EXERCISES TO COMPLETE:
a) In the discussion of Feeling Good, what page does the reader who uses the techniques weekly still turn to for sorting out cognitive distortions?
b) Continue the discussion of Feeling Good from its last sentence.

---------- DOCUMENT SECTION ----------

Do You like book Feeling Good: The New Mood Therapy (1999)?

I'd love to help in loaning it to you, but seeing as you're in the Philippines and I'm in the states, I don't see how that's going to be possible. It'd cost more to ship it than the book's actually worth.
—Jamie

I use David Burn's techniques from this book sometimes weekly, sometimes daily. I was familiarized with this book about 10 years ago and I still flip to page 40 to sort out "cognitive distortions." He has ways to pinpoint the thought processes that lead to sadness, anger, frustration, low self-image-- it is a logical and empowering tool to know how to quickly put out mental flares. Just a few of these "cognitive distortions" include: All-or-nothing thinking ("you always forget my birthday"), Mind-reading/the fortune teller error, Mental Filter (focusing on one negative event till everything seems to be negative), and emotional reasoning ("I feel_____ therefore it must be true.")After narrowing down your thought, finding which distortion it fits under, and then writing out a "rational response," it DOES make you feel good!! Instantly!Great tool to have. I am working on ways to simplify the methods to use for my children.

---------- DATA EXTRACTS ----------

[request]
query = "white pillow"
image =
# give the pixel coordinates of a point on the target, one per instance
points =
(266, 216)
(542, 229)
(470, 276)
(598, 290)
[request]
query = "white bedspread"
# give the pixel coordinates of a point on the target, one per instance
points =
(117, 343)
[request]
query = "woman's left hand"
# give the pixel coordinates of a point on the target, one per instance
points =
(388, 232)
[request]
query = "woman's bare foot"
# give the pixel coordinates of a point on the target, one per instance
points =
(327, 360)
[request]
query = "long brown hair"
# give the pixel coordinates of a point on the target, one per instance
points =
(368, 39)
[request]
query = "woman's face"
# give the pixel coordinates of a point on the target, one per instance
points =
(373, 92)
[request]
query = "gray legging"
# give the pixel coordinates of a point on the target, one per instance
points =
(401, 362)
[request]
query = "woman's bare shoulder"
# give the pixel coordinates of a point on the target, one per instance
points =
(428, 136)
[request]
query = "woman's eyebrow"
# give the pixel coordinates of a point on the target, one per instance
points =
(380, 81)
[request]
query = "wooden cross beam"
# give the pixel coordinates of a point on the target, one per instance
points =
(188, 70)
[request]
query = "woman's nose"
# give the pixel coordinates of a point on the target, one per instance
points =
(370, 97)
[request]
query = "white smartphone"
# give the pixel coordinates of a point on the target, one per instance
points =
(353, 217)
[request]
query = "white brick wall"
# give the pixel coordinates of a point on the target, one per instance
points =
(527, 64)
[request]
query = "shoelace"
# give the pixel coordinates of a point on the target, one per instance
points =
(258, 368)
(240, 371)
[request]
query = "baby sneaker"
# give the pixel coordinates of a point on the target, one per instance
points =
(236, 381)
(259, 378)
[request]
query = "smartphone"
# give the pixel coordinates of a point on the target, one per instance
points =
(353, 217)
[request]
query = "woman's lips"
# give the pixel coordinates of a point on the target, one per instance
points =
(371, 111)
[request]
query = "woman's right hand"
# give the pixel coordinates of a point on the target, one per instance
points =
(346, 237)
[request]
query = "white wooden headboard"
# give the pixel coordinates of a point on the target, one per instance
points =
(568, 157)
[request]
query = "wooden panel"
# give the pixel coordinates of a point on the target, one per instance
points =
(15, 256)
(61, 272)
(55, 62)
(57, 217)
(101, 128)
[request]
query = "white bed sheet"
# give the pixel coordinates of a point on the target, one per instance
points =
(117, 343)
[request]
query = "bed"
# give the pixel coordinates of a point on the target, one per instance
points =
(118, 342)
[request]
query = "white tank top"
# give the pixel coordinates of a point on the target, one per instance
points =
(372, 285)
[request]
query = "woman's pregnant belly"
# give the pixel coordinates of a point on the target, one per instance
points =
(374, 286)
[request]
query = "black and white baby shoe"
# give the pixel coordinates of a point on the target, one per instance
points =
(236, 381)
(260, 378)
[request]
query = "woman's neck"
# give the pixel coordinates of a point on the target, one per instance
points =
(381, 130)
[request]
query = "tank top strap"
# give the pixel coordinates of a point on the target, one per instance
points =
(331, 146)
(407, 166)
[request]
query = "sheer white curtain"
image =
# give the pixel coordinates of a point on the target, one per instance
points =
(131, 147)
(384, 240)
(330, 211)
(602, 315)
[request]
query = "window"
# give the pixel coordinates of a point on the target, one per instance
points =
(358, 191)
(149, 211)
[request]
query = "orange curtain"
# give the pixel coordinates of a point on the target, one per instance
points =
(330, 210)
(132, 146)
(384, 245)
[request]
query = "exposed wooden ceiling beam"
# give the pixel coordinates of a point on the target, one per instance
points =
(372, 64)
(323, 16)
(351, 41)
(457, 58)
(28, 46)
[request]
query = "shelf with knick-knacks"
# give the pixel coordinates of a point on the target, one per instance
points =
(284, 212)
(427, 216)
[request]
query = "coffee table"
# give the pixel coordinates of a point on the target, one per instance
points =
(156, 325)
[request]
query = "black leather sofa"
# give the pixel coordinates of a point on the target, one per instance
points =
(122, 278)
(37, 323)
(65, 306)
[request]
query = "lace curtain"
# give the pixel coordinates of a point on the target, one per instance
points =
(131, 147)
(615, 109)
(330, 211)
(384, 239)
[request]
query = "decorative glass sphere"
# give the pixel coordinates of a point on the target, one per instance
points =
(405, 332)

----------

ANSWERS PER TASK:
a) Page 40.

b)
—Elaine

Many years ago I had a confluence of tragic events in my life and I decided to see a psychologist for a while. One day the psychologist told me that I needed to "deal with my feelings". I told him in frustration that I heard that many times before, but that I did not understand what that meant. I asked him what exactly do people do when they "deal with their feelings". He was silent for a few moments and then he wrote the name of this book down on a slip of paper. This book will tell you how to "deal with your feelings".You may get an instant change in your feelings on some small issues, but for the most part cognitive therapy is like jogging to lose weight. You have to do it consistently and for a while to get significant results. No magic, you have to work, but you will get good results.One of the symptoms of depression is not seeing things as they are. Since cognitive therapy works on learning to see things as how they are a person with severe depression might benefit from seeing a psychologist who specializes in cognitive therapy. Such a therapist can help a person see around their blind spots whereas a book can not.